• [Texto de lectura]
Con el comienzo del deshielo los hombres recorrían trepando los acantilados. Quitaban el agua retenida en los huecos de las rocas donde semanas después vendrían a anidar las aves migratorias. Ponían yerba seca y plumas para facilitar la confección de los nidos y evitar el deterioro de los huevos. Cortaban las veredas por donde pudieran encaramarse los perros o las ovejas, para que no estorbaran la puesta y la cría de los pájaros. Y confirmaban que seguían en buen estado los salientes de las rocas donde engarzarían los lazos de las cuerdas para poder trepar.

A finales de febrero solían aparecer ya los primeros bandos de gaviotas. Su carne suministraba alimentación fresca a la comunidad tras la dieta pobre de un invierno prolongado.

En abril anidaban en las rocas las argénteas. Pero apenas si se extraían de sus nidos algunos cientos de huevos para la consumición de cada día. Era mejor esperar que aparecieran las crías. Porque su carne podía conservarse.

Finalmente, en junio y julio llegaban nuevas familias de pájaros de especies diferentes.

Y así, los ritmos diversos de llegada, de puesta y de cría permitían a los isleños disfrutar de carne tierna, de huevos y de carne adulta al mismo tiempo.

Simultáneamente se preparaba en las pallozas, hervida con sal y yerbas aromáticas, la carne en conserva para las estaciones crudas, cuando todo lo demás que comer escaseara o faltara.

Hasta 1.500 piezas en una jornada podían llegar a recoger los sankildanos durante los buenos tiempos: y aún podían seleccionar entre los pájaros que cazaban las especies que tenían la mejor carne. Durante los buenos tiempos.

Las expediciones se repetían durante varias semanas. Los niños y los ancianos, mientras tanto, desplumaban los pájaros. Todo en San Kildán se llenaba de plumas: el aire, la orilla del mar, el poblado, las calles, las casas, las herramientas, los vestidos, el pelo, las barbas, las manos. Plumas todo. Plumas grandes, plumas pequeñas, plumón, plumas blancas, plumas grises, negras, plumas flotando en el mar, plumas arrastradas por los aires, pegadas a las rocas, en la barca, en el morro de los perros, por todas partes plumas, plumas, plumas, plumas.

En los buenos tiempos las plumas no servían para nada. Pero en los últimos años, antes de la evacuación los sankildanos que no podían pagarle en lana a Sir MacLeod la renta anual le entregaban sacos con las plumas más finas para hacer colchones, cojines o almohadas.

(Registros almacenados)
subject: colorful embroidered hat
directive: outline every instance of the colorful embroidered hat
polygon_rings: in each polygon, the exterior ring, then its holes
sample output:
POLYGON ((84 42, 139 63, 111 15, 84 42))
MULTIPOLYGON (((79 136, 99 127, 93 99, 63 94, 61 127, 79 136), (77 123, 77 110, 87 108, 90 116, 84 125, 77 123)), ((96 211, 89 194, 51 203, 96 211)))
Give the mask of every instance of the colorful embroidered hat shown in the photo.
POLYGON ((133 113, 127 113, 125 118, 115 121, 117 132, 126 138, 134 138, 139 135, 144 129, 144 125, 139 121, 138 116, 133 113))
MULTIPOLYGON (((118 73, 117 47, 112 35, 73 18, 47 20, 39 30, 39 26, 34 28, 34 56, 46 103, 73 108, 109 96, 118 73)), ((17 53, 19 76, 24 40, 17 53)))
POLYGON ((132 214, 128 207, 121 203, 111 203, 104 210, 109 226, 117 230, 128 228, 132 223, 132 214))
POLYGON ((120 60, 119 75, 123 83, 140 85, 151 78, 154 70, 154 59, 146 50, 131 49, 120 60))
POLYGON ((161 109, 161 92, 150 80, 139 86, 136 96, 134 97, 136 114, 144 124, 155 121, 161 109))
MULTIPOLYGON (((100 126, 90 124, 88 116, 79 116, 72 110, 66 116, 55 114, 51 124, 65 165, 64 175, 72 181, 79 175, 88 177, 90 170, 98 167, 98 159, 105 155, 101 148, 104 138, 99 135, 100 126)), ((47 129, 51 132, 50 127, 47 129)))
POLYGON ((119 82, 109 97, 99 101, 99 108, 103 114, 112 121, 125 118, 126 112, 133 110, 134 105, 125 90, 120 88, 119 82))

• [Tareas por realizar]
A: Enumera las labores que, según el texto sobre San Kildán, hacían los hombres al comenzar el deshielo mientras recorrían los acantilados.
B: Prolonga el texto sobre San Kildán a partir de su última oración, manteniendo su tono y su estilo.

• [Resultados por tarea]
A:
- Quitaban el agua retenida en los huecos de las rocas donde semanas después anidarían las aves migratorias.
- Ponían yerba seca y plumas para facilitar la confección de los nidos y evitar el deterioro de los huevos.
- Cortaban las veredas por donde pudieran encaramarse los perros o las ovejas, para que no estorbaran la puesta y la cría de los pájaros.
- Confirmaban que seguían en buen estado los salientes de las rocas donde engarzarían los lazos de las cuerdas para trepar.

B:
Dicen que, cocida, la carne de aquellos pájaros, que era blanca, tenía sabor a buey. Los huevos, en cambio, siempre se comieron crudos en San Kildán. Menos en los últimos tiempos. En los últimos tiempos, cuando ya eran más frecuentes las visitas de barcos, solían guardarse algunos cocidos. Los visitantes se los llevaban de recuerdo y para decorarlos. A cambio les daban harina, azúcar o sal.

Nada tiene, pues, de extraño, que finalmente John MacCallum, propietario del vapor "Dunnara Castle", anunciara por nueve libras y a todo confort un viaje de diez días "a las románticas islas del Oeste y al solitario, remoto y misterioso archipiélago de San Kildán".

En las advertencias para el protocolo de llegada se decía: "pasarán ustedes entre dos filas de indígenas a lo largo de un sendero. A un lado estarán los hombres. Al otro las mujeres. Deben dar la mano a derecha y a izquierda a todo el que se encuentren. No se preocupen del ejército de perros que les ladrarán al pasar; su ladrido es más molesto que su mordedura".

Con el tiempo, las visitas de viajeros, investigadores y curiosos se hicieron regulares entre julio y agosto. Así que los sankildanos descubrieron pronto que podían ganarse unos peniques trasbordando en el bote de remos la gente a la costa desde los barcos, que no podían arribar a la bahía. El beneficio era, como todo hasta entonces, para la comunidad.

Ya en tierra, les ofrecían huevos cocidos para decorar, conservas de gaviota, bufandas de paño, calcetines de lana o las pocas cosas que poseían y que a los visitantes les pudieran interesar.

Pero aquella gente era muy rara. ¡Pues no venían pidiendo que se les reservaran cáscaras de huevos de las 548 especies de pájaros que los periódicos decían que anidaban en San Kildán!

El flujo estable de los visitantes llegó a cambiar el sentido de su economía. Descubrieron el dinero; el que ingresaban, aunque escaso, les permitía adquirir alimentos, harina, sal, leña, tabaco, caramelos.

Progresivamente se fue abandonando la dedicación exclusiva a la cosecha de los pájaros. Y año tras año disminuían alarmantemente las capturas.

Pero a su vez las nuevas fuentes de ingresos no podían ser ni regulares ni seguras. Porque estaban sujetas al estado del tiempo, del viento y del mar. Tres elementos contra los cuales se había organizado con éxito la vida en Hirta desde siglos; y ante los cuales ahora empezaban a sentirse desarmados los sankildanos.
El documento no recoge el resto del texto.